» Stated exercise
Which lines in the records below run from the one containing "target | sign reading save custodian jobs" through the one containing "x=530, y=398"? Print that stretch, both ends included, with every line copied unchanged.

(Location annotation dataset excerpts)
- - - - -

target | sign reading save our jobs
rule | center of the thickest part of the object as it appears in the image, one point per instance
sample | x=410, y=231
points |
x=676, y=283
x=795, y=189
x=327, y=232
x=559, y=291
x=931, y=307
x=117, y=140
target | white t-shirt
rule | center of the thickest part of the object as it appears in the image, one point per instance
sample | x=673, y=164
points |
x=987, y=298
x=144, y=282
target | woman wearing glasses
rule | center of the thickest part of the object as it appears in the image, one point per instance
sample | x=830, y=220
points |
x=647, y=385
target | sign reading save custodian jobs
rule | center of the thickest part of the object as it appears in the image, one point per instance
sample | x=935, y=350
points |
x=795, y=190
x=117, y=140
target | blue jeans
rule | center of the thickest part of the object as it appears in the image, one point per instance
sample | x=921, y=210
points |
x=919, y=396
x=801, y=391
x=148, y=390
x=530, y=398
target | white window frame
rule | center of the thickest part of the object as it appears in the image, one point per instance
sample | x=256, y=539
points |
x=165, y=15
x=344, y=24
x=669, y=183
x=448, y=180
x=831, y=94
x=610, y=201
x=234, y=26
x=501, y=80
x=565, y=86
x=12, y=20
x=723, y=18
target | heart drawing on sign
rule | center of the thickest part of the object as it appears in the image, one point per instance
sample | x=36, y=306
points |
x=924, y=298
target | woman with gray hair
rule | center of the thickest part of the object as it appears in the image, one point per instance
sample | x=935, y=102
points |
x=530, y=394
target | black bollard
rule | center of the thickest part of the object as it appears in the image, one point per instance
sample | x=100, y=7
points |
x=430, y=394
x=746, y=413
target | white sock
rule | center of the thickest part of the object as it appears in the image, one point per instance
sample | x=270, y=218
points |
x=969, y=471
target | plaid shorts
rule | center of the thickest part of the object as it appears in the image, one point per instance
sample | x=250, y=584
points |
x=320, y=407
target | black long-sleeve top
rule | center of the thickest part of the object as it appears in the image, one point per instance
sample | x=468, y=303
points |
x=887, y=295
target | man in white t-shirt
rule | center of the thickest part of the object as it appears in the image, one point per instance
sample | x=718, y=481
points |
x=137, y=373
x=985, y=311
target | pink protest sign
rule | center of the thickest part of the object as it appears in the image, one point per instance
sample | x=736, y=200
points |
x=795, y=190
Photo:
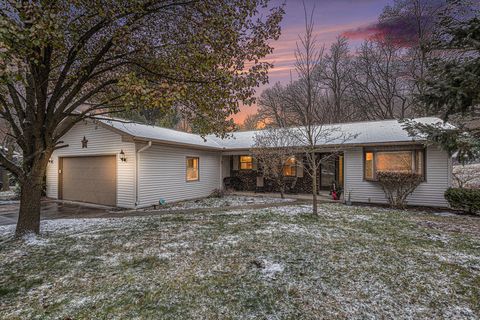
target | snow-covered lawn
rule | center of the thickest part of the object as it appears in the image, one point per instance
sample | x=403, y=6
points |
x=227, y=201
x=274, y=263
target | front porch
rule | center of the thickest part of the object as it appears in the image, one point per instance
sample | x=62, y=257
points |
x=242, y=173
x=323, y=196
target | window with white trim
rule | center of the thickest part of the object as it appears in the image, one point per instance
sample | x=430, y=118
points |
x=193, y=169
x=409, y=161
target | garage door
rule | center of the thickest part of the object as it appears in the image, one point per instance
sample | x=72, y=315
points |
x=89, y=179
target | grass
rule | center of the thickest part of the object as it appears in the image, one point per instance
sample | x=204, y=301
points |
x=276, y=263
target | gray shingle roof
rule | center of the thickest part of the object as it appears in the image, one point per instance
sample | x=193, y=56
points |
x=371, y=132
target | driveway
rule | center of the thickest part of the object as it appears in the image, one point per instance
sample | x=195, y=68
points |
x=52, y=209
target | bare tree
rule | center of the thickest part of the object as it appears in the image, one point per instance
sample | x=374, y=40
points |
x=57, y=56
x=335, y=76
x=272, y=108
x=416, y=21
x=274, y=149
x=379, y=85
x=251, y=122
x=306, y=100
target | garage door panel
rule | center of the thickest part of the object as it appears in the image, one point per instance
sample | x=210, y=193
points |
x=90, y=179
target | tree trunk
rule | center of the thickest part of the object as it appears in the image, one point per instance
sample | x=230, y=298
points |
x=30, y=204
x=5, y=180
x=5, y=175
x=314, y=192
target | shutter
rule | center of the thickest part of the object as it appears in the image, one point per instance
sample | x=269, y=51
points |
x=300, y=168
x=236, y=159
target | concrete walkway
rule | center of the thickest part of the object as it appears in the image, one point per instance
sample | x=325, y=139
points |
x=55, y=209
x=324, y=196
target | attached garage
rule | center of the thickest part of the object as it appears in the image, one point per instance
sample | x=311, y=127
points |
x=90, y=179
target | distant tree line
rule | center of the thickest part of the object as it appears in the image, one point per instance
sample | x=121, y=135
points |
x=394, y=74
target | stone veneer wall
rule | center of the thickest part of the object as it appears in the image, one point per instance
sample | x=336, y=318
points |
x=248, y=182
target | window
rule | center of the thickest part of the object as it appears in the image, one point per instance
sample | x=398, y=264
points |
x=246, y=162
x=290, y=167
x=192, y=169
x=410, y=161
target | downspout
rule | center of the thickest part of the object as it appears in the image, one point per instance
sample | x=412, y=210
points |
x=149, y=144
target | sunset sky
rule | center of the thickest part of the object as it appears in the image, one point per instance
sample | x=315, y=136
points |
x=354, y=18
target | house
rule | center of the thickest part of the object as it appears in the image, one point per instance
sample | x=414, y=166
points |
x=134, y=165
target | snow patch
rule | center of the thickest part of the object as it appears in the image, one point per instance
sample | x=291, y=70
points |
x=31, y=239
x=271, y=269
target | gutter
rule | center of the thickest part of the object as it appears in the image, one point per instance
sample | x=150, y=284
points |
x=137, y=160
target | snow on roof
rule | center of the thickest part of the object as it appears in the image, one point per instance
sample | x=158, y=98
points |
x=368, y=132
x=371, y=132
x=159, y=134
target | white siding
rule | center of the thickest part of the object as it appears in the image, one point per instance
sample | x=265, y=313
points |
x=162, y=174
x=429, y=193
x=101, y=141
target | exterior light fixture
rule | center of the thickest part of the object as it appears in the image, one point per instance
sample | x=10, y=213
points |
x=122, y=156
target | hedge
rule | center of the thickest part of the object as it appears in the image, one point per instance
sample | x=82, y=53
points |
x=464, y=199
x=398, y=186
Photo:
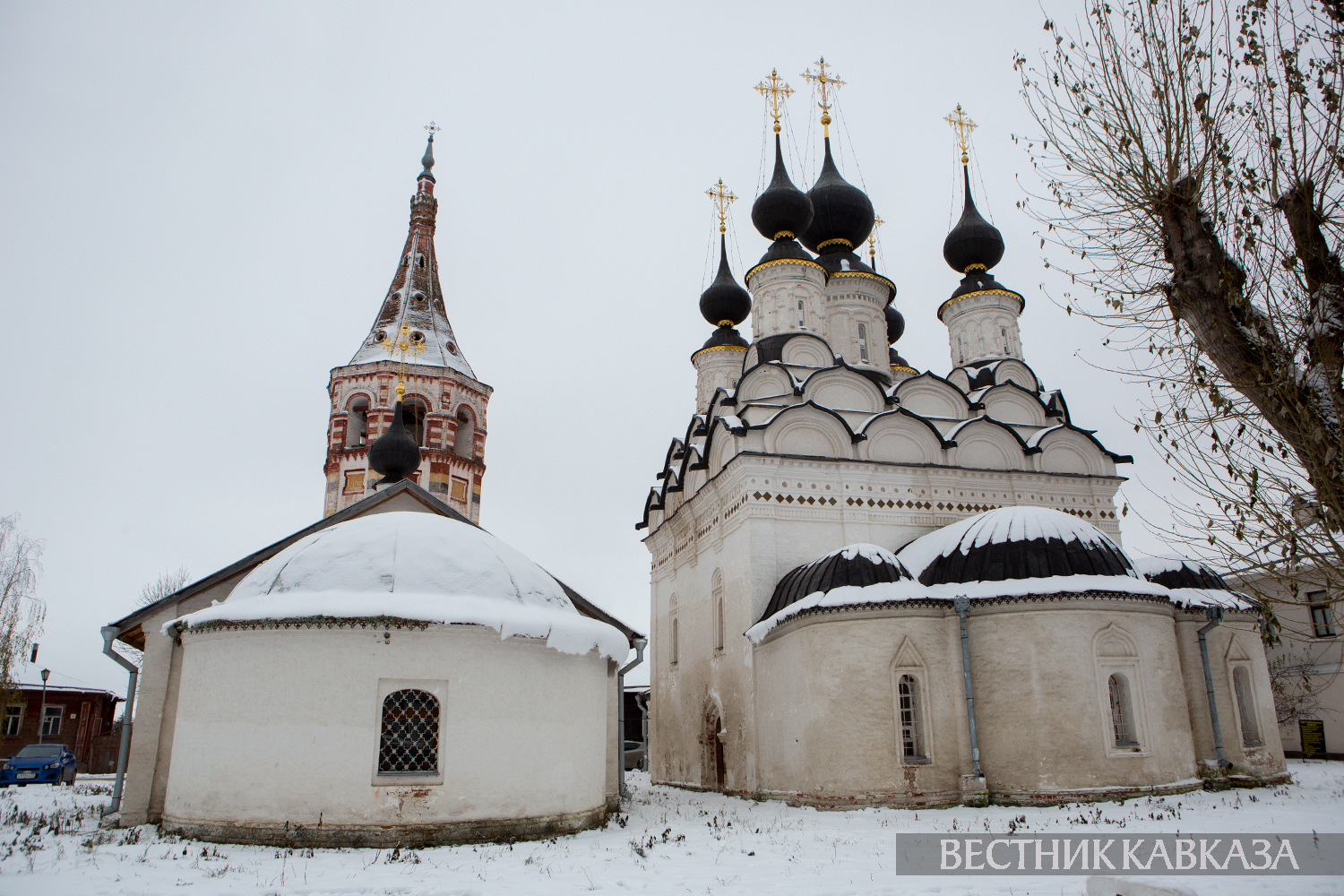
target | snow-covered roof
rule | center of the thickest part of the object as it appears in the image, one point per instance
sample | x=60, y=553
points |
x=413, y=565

- - - - -

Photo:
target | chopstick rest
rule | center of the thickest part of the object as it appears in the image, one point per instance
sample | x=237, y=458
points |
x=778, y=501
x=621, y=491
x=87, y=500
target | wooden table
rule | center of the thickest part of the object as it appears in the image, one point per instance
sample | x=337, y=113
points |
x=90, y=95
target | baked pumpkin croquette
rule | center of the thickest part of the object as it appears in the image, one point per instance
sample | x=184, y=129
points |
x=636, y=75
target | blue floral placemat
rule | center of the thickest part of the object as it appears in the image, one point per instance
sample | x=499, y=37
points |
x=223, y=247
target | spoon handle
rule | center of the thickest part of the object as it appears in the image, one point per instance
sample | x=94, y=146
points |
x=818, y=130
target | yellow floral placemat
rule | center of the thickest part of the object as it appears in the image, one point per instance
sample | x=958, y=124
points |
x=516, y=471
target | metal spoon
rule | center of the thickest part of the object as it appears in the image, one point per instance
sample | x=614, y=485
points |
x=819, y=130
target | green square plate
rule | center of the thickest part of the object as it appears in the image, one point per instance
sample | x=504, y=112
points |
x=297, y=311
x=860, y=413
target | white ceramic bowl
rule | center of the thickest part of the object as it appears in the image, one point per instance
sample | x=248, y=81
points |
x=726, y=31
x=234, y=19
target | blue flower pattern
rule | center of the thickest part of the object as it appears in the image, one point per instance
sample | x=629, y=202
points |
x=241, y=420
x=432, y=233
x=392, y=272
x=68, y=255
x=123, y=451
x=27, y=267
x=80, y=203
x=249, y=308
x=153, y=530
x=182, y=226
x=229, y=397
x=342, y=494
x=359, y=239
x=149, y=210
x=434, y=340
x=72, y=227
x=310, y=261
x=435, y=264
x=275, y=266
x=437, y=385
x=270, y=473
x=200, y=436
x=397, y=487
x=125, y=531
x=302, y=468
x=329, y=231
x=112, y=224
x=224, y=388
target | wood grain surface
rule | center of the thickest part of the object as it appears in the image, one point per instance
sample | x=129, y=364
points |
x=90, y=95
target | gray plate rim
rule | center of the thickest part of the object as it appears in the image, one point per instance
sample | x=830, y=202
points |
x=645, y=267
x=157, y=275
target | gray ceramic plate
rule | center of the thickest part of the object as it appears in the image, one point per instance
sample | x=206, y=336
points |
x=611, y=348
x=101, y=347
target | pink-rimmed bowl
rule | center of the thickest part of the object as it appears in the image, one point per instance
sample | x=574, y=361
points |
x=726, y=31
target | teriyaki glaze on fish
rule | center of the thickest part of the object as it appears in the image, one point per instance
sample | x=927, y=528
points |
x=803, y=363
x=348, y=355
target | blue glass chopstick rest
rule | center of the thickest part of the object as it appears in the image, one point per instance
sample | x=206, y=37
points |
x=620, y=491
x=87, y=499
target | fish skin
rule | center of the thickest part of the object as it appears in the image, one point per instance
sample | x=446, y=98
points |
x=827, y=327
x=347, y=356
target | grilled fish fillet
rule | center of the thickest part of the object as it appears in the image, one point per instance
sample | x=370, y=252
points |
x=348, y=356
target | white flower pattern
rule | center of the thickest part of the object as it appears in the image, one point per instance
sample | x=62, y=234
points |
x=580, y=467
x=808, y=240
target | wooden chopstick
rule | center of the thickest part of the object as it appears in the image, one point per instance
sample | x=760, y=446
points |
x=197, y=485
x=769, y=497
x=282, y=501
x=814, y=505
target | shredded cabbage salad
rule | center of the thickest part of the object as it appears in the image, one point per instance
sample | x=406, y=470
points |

- - - - -

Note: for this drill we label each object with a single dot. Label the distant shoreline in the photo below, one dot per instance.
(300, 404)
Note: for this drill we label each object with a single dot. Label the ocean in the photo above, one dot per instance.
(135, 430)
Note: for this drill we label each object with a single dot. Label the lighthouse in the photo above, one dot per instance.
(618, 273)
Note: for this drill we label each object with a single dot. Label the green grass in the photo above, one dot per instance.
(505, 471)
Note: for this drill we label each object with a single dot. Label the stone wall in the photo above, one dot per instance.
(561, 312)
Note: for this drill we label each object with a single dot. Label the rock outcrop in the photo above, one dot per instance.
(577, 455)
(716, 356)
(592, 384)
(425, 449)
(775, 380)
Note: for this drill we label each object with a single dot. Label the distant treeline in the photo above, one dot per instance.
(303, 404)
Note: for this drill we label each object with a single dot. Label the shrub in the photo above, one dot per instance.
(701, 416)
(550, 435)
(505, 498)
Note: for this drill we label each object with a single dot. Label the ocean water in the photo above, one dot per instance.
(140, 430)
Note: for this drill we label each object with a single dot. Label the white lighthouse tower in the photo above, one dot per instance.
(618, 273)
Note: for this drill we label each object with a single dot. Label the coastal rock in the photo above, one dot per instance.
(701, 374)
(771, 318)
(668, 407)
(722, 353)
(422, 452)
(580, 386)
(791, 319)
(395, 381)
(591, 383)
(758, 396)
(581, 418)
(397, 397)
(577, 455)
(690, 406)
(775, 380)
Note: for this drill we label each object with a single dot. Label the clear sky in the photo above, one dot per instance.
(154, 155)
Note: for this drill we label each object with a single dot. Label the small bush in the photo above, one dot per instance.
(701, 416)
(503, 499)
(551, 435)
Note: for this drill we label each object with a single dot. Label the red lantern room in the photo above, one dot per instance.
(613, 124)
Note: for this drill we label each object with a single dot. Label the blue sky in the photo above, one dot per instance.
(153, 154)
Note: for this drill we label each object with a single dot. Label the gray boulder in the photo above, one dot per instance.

- - - - -

» Task response
target | sign reading save custodian jobs
rule | center of the thickest part of the object as it appears in the image, one point per instance
sample | x=935, y=350
points |
x=795, y=190
x=117, y=140
target | blue jeans
rule | center of the thickest part of the object as it appears in the image, one point per instance
sample | x=921, y=210
points |
x=919, y=396
x=801, y=391
x=148, y=390
x=530, y=398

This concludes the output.